Output only the lines of the entries that follow, starting at the one with "Please locate the window" and running down to the one with "Target: window", both included and unchanged.

DATASET:
______________________________
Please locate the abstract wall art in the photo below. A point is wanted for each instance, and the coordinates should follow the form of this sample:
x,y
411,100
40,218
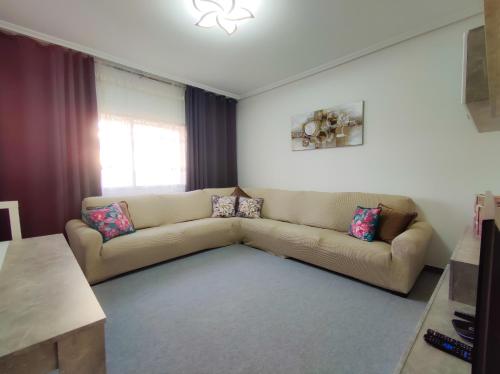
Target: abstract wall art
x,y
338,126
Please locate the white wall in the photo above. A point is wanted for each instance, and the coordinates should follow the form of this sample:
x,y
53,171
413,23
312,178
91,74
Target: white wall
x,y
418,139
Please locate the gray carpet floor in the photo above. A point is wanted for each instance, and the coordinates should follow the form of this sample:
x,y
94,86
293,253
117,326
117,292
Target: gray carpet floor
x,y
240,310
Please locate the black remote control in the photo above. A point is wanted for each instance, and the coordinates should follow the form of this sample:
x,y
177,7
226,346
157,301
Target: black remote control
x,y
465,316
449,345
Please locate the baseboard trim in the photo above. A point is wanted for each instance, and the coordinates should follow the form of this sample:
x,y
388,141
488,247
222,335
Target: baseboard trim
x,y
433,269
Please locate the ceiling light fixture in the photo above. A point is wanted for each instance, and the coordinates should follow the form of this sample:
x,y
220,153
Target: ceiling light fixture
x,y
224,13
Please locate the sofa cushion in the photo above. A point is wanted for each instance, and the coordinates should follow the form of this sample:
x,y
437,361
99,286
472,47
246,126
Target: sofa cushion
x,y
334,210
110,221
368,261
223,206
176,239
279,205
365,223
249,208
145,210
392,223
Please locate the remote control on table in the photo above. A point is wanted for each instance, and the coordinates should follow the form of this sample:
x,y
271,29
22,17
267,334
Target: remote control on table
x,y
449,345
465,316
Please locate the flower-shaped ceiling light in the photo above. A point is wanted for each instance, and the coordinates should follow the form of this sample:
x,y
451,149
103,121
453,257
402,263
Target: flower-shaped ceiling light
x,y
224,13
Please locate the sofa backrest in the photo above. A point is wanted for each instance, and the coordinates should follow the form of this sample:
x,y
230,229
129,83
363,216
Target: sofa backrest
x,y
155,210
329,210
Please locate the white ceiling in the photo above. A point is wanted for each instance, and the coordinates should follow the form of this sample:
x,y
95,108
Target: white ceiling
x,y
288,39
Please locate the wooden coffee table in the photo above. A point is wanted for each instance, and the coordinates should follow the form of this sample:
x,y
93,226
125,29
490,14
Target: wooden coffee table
______________________________
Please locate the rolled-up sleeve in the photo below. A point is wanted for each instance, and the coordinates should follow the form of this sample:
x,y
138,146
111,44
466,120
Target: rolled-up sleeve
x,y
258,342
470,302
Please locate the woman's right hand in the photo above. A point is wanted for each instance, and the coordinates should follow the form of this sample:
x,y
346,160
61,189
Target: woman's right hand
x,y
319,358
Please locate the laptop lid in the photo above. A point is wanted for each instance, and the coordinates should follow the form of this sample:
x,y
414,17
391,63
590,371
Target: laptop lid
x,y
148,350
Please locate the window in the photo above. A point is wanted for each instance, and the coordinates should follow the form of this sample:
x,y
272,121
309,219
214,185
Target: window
______________________________
RESPONSE TO THE EXERCISE:
Please locate the window in the photo above. A point is wanted for each instance, and the coordinates should follow the form of this sample:
x,y
272,121
309,219
214,185
Target: window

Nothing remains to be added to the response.